> [SOURCE]
────────────────────

Over the last two years, the positive news of a Myanmar embracing democracy and engaging with the developed world has been consistently offset by reports of sectarian violence between Buddhists and the minority Rohingya Muslim population. Estimates suggest that 300 Muslims have been killed and up to 300,000 displaced as refugees since the military junta nominally ceded power in 2011. No longer is this violence restricted to the state of Rakhine where the majority of Burmese Muslims live. Major incidents are reported in states as far south as Thaketa, just a few miles from Yangon, the cultural, historic and business capitol of the country which is now awash with western businessmen drinking expensive cocktails in expensive hotels. This worrying trend of more frequent and more widely spread violence threatens to derail the country’s turnaround.
As violence in Myanmar creeps closer to the capitol, shown below, the genocide taboo creeps closer to the consciousness of the west.

────────────────────

> [GIVEN TASK 1] Using the passage on Myanmar, explain in one to three sentences why it calls the trend of violence worrying.
The passage and the rows have no connection to each other.

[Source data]

────────────────────

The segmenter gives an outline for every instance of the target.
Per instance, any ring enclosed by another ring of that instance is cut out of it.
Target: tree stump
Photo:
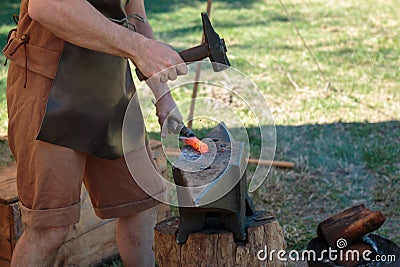
[[[179,218],[159,222],[154,232],[156,262],[160,267],[285,266],[284,262],[277,259],[276,253],[271,259],[268,254],[272,250],[277,252],[286,248],[282,228],[271,213],[259,213],[261,216],[258,218],[261,219],[249,224],[247,242],[235,242],[231,232],[206,230],[190,234],[185,243],[177,244],[175,232]]]

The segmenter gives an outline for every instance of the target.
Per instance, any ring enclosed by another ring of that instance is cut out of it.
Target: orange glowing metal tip
[[[203,141],[200,141],[197,137],[180,137],[179,139],[196,149],[201,154],[208,152],[208,145]]]

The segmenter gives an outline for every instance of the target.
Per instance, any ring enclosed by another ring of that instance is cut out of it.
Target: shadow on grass
[[[255,0],[220,0],[218,3],[222,3],[224,8],[227,9],[236,9],[236,8],[249,8],[252,4],[256,2]],[[155,0],[155,1],[146,1],[146,12],[149,15],[155,13],[169,13],[176,11],[180,8],[186,6],[194,6],[194,5],[204,5],[204,10],[206,9],[207,1],[203,0]],[[199,11],[200,12],[200,11]],[[202,12],[202,11],[201,11]]]

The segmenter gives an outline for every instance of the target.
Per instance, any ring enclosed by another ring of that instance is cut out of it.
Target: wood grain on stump
[[[192,233],[184,244],[175,242],[179,218],[173,217],[156,225],[154,252],[160,267],[170,266],[285,266],[276,257],[257,258],[260,250],[279,251],[286,248],[283,231],[275,217],[263,212],[263,220],[248,227],[247,242],[235,242],[231,232],[207,230]],[[261,256],[264,256],[264,252]]]

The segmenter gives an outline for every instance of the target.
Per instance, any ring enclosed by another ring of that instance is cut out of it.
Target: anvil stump
[[[247,152],[221,123],[200,155],[183,147],[174,163],[179,218],[157,224],[155,254],[160,266],[284,266],[265,257],[283,250],[275,217],[256,211],[247,194]],[[261,251],[261,252],[260,252]]]
[[[235,241],[231,232],[205,230],[190,234],[185,243],[178,244],[175,234],[179,218],[159,222],[154,231],[156,262],[160,267],[283,267],[285,262],[279,261],[276,253],[271,259],[265,253],[286,248],[282,228],[272,214],[259,216],[263,220],[248,225],[246,242]]]

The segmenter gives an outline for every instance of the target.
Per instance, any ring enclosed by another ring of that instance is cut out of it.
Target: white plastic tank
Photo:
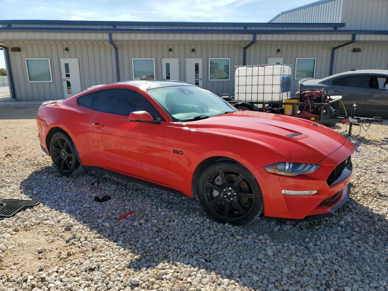
[[[237,67],[234,74],[236,100],[281,101],[290,96],[289,65],[257,65]]]

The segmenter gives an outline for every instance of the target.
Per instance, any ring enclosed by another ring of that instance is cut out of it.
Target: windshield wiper
[[[193,117],[192,118],[184,119],[183,120],[181,120],[181,121],[194,121],[195,120],[199,120],[201,119],[205,119],[206,118],[208,118],[209,117],[210,117],[210,116],[208,115],[198,115],[194,117]]]

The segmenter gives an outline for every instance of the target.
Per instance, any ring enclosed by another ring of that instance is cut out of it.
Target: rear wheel
[[[258,184],[239,163],[220,161],[210,166],[199,178],[199,186],[202,207],[219,222],[244,224],[263,211]]]
[[[51,138],[50,156],[54,166],[62,175],[71,176],[82,172],[83,168],[71,139],[66,133],[57,132]]]

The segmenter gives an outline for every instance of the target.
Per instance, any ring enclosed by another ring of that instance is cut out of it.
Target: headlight
[[[264,167],[268,173],[283,176],[295,176],[300,174],[311,174],[320,166],[316,164],[280,162]]]

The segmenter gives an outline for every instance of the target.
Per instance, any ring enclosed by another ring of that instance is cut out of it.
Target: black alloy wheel
[[[199,187],[203,207],[220,222],[244,224],[262,211],[262,196],[257,182],[238,163],[222,161],[211,166],[201,176]]]
[[[67,135],[62,132],[55,133],[50,141],[50,149],[54,166],[61,174],[68,176],[81,171],[78,152]]]

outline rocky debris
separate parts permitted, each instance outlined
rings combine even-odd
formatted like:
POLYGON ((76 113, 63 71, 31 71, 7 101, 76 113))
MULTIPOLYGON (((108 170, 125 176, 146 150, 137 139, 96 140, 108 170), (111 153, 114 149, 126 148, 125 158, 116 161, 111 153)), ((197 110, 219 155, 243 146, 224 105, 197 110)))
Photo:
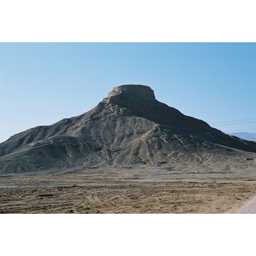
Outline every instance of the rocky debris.
POLYGON ((183 115, 156 100, 148 86, 126 85, 114 87, 86 113, 32 128, 0 144, 0 173, 134 165, 175 169, 177 161, 179 169, 182 164, 207 166, 211 159, 227 163, 235 157, 245 164, 256 158, 255 152, 256 142, 183 115))

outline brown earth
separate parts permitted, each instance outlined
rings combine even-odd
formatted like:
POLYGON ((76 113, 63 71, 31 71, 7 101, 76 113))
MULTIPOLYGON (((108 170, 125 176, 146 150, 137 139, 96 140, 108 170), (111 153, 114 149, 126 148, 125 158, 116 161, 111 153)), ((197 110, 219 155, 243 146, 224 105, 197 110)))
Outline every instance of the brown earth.
POLYGON ((125 171, 0 177, 0 212, 220 213, 235 212, 256 194, 256 178, 231 173, 171 179, 125 171))

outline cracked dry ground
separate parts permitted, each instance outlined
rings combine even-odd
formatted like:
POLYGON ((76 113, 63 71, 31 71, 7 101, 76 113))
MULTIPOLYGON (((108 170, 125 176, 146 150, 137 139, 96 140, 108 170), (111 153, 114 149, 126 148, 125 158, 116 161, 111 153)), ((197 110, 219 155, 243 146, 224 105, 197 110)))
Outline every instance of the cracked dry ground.
POLYGON ((138 179, 96 172, 0 177, 0 212, 223 213, 251 199, 256 182, 138 179))

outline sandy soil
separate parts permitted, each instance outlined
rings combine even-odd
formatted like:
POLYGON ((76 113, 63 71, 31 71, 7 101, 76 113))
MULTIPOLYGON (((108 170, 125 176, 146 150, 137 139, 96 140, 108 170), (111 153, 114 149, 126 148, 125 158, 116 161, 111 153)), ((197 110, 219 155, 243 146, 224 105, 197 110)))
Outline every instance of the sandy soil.
POLYGON ((0 212, 220 213, 255 205, 255 178, 139 174, 92 169, 0 177, 0 212))

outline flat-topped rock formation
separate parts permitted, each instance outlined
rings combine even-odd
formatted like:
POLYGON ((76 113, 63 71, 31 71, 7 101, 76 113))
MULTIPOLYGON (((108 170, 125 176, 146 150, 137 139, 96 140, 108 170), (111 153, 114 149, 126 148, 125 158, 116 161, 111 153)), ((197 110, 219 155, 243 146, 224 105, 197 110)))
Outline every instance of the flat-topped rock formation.
POLYGON ((0 144, 0 173, 78 166, 230 172, 255 152, 256 142, 183 115, 156 100, 148 86, 126 85, 84 114, 0 144))

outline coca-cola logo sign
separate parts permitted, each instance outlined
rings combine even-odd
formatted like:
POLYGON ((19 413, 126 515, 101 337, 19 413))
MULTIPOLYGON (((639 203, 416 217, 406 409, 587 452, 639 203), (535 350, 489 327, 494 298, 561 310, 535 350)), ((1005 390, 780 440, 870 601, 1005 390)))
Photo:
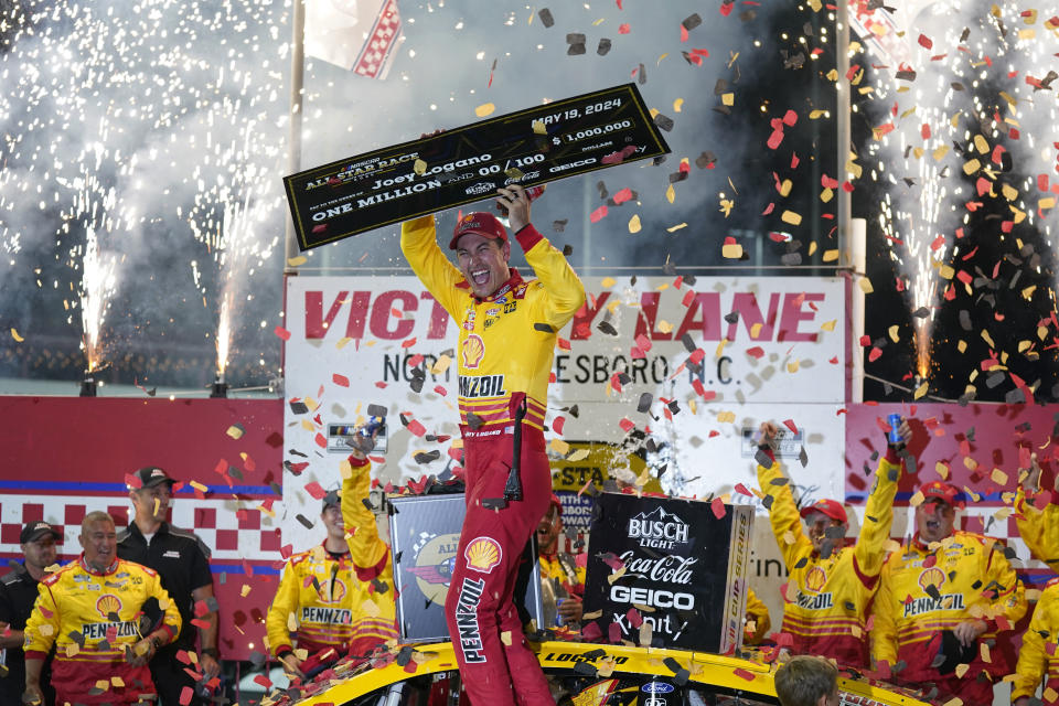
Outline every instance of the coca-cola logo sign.
POLYGON ((644 646, 732 646, 746 589, 746 543, 735 537, 751 517, 749 506, 721 514, 700 501, 601 494, 585 587, 585 613, 599 617, 584 634, 598 628, 605 640, 644 646))

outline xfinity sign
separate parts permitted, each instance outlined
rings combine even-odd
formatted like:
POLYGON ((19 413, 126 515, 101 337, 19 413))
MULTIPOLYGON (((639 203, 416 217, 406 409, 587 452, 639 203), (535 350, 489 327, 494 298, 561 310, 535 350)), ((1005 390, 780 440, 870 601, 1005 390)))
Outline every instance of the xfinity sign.
POLYGON ((687 523, 660 505, 649 513, 629 518, 629 538, 641 547, 672 549, 687 543, 687 523))

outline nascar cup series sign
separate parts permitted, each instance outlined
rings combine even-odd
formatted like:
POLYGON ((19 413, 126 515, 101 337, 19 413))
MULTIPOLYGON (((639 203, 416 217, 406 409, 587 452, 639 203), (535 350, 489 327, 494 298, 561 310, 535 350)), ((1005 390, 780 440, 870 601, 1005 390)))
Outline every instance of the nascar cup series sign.
POLYGON ((590 531, 585 613, 601 611, 593 620, 611 639, 640 642, 650 625, 655 646, 738 648, 752 522, 748 505, 603 493, 590 531))

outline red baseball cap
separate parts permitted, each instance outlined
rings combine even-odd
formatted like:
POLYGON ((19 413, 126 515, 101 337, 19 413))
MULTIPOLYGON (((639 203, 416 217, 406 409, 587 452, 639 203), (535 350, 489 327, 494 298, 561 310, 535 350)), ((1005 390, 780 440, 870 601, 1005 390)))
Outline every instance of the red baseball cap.
POLYGON ((963 507, 963 492, 955 485, 951 483, 942 483, 941 481, 930 481, 929 483, 923 483, 919 492, 923 494, 923 501, 928 500, 940 500, 941 502, 952 505, 953 507, 963 507))
POLYGON ((849 522, 849 518, 846 517, 846 509, 843 507, 842 503, 837 500, 817 500, 812 505, 802 507, 801 515, 804 518, 814 512, 826 515, 832 520, 837 520, 841 523, 849 522))
POLYGON ((486 211, 473 211, 456 224, 452 231, 452 239, 449 242, 449 249, 454 250, 457 242, 468 233, 477 233, 485 238, 495 238, 501 244, 507 242, 507 231, 504 224, 496 216, 486 211))

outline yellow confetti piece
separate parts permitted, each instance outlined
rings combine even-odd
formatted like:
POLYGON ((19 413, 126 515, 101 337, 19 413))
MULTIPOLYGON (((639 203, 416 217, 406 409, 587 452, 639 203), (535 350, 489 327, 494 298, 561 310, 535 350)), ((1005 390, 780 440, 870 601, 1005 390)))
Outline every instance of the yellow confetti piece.
POLYGON ((723 257, 737 260, 742 257, 742 246, 738 243, 725 243, 720 246, 720 254, 723 257))
POLYGON ((780 216, 780 220, 783 223, 789 223, 791 225, 801 225, 802 216, 794 213, 793 211, 784 211, 783 215, 780 216))

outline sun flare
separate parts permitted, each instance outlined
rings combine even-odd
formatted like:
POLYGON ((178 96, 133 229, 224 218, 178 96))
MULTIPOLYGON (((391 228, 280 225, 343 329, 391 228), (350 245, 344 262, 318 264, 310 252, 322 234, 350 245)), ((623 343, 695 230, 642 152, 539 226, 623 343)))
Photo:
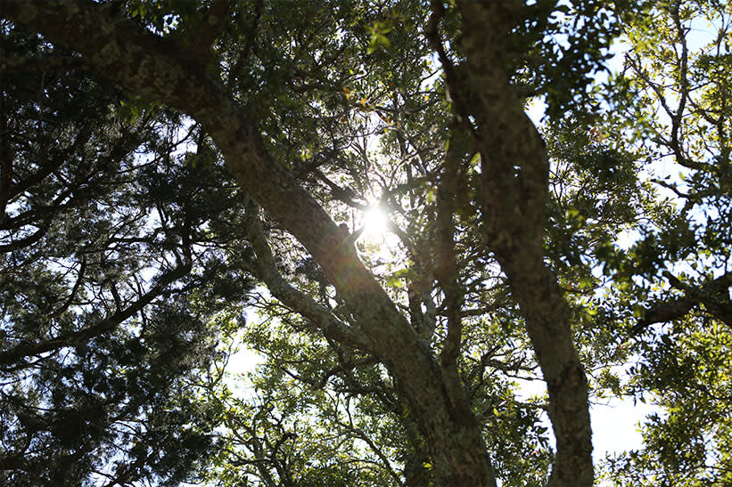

────────────────────

> [GIVEN TASK 2] In the rows, rewrite the lines starting at the one containing "outline brown earth" and ending at the one containing "POLYGON ((138 179, 96", replacing "cracked dry ground" with "parched ground" and leaving everything else unchanged.

> [CORRECT OUTPUT 1] The trend is worrying because the violence is becoming more frequent and more widely spread. It is no longer confined to Rakhine, where most Burmese Muslims live, and major incidents are reported as far south as Thaketa, a few miles from Yangon. The passage says this threatens to derail the country's turnaround.

> [CORRECT OUTPUT 2]
outline brown earth
separate parts permitted, each instance outlined
rings combine even-odd
formatted like:
POLYGON ((76 113, 63 71, 31 71, 7 101, 76 113))
MULTIPOLYGON (((108 170, 125 176, 146 150, 137 139, 96 140, 108 170), (111 153, 114 149, 126 148, 125 158, 116 161, 111 153)), ((197 110, 219 155, 243 146, 224 105, 197 110)))
Outline every instance of the brown earth.
POLYGON ((125 171, 0 177, 0 212, 220 213, 235 212, 256 194, 256 178, 231 173, 171 179, 125 171))

outline parched ground
separate parts permitted, each instance outlined
rings combine even-odd
formatted like:
POLYGON ((76 113, 63 71, 31 71, 7 101, 76 113))
MULTIPOLYGON (((108 170, 125 176, 146 150, 137 139, 96 140, 108 170), (111 153, 114 149, 126 148, 125 158, 116 161, 111 153)), ((197 110, 219 155, 243 146, 224 105, 197 110)))
Outline every instance of the parched ground.
POLYGON ((138 179, 96 172, 0 177, 0 212, 223 213, 251 199, 256 182, 138 179))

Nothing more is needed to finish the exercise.